EXERCISE DETAILS -> Please copy the data below word for word, leaving out the pictures.

***

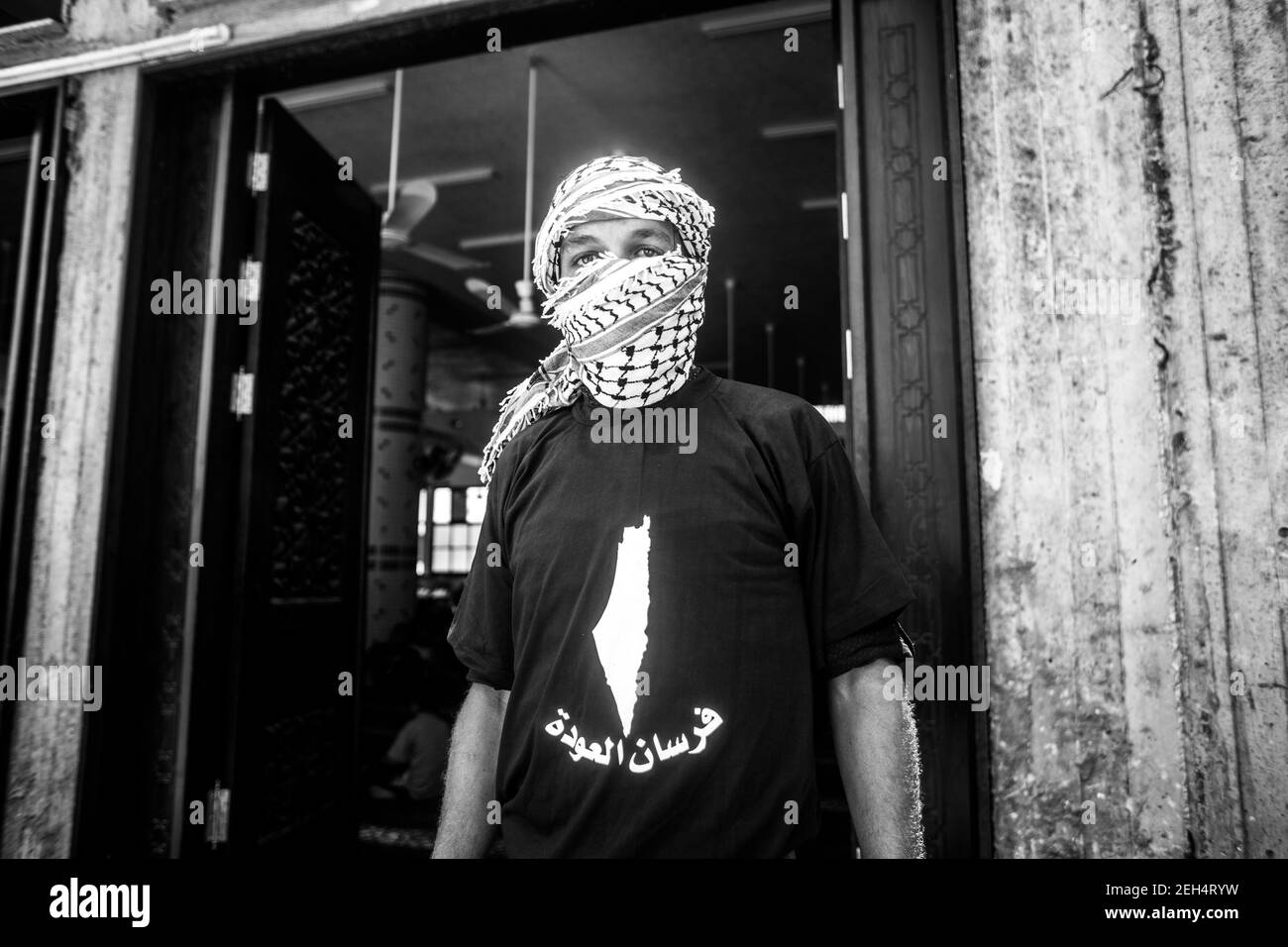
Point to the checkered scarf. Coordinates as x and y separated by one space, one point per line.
629 326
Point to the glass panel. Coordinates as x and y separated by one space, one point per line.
442 504
460 560
476 497
441 560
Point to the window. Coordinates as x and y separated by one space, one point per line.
449 530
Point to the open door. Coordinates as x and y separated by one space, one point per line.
304 402
909 338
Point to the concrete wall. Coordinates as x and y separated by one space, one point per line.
1134 459
1133 449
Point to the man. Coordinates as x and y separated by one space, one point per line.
647 617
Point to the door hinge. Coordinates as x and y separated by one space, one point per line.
258 171
244 393
249 283
218 801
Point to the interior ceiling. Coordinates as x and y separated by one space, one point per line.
670 93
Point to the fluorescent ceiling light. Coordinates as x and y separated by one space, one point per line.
33 29
799 129
335 94
14 149
777 18
832 414
462 175
189 44
487 240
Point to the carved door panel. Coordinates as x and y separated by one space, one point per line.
301 497
913 420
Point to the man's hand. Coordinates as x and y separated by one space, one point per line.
463 827
876 746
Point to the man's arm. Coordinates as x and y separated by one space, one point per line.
463 826
876 746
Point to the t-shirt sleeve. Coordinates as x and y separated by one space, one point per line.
854 587
481 633
400 749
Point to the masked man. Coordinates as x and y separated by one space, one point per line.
670 564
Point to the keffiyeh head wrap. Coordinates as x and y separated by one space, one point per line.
629 326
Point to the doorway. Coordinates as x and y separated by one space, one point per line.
804 296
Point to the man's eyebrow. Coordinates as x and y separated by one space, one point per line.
581 240
651 232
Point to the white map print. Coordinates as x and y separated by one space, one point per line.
619 633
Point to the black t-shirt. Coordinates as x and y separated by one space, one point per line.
660 613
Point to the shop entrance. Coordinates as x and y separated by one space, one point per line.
832 278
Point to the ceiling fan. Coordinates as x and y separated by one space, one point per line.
407 206
522 315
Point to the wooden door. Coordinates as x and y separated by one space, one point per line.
301 499
911 372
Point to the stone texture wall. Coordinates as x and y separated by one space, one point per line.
1127 215
1127 200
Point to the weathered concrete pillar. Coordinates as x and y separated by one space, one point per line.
1128 348
395 444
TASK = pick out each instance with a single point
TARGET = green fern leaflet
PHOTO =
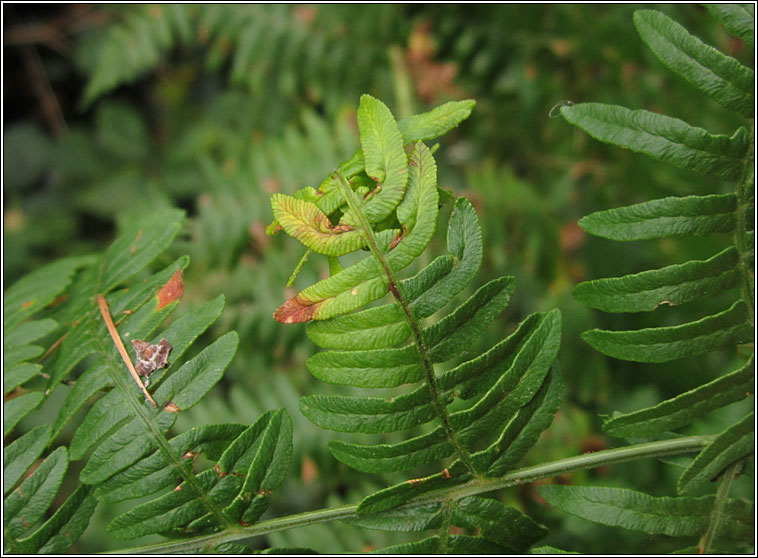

***

IN RESPONSE ->
Point to the checkered scarf. Coordinates as x and y separated by one space, one point per line.
629 326
Point to the glass panel. Coordinates as x and y separated by one space, one point per line.
442 504
460 560
476 497
441 560
Point to the window. Coordinates as x and y separated by one space, one point per line.
449 530
Point to the open door. Coordinates as x and y separated by one space, one point per line.
304 402
909 338
Point to the concrete wall. Coordinates as x and y separated by one space, one point per line.
1134 459
1133 449
Point to the man. Coordinates as x and y separated by one space, one point per line.
647 617
Point to the door hinge. Coordinates as x and y separated by one space, one point per line.
258 171
244 393
249 283
218 801
Point to the interior ceiling. Coordinates as x and y separated by one space, one point per line.
670 93
Point to the fluorescent ceiling light. Coordinates as x and y separated by one space, one point per line.
33 29
799 129
335 94
14 149
777 18
832 414
462 175
189 44
487 240
Point to the carved door panel. Coordinates as x and y separated by one space, one point per line.
301 497
913 420
Point to the man's hand. Coordinates as x and y separated by one space, one point per line.
463 827
876 746
Point to the man's arm. Coordinates as x and y separated by one space, one point per line.
463 826
876 746
Point to the t-shirt sleeve. Coordinates as x and y separated by one space, one point per line.
854 587
481 633
400 749
Point to the masked man. Coordinates as x and y separated by one space, one point per line.
670 564
Point to the keffiyeh head wrap. Coordinates as x and y separated by one space, one point per line.
629 326
Point to the doorway. Coordinates as x and y separated by one space, one point per line.
804 296
Point to the man's eyebrow. Coordinates as x and y separated by one space, one point per line.
581 240
651 232
Point to the white map print. Coordinates as x and y separated by one space, one point per line.
619 633
Point to the black t-shirt. Coordinates as x and y separated by one space, one point per line.
660 613
Point to the shop entrance. Coordinates as x and y separated by one space, one point per line.
832 278
Point to the ceiling fan. Coordinates as x and y separated by one space, one point per line.
407 206
522 315
Point to the wooden door. Coordinates as x and y separated by one space, one point per line.
301 499
911 372
Point to the stone texture wall. Coordinates as x and y separated by one space, one point per line.
1127 215
1127 200
Point to the weathered concrete pillar. Coordinates as x and y separated by one space, one point per line.
1128 348
395 444
TASK = pick out each instance with a single point
TARGET = green fern leaflet
PHOTO =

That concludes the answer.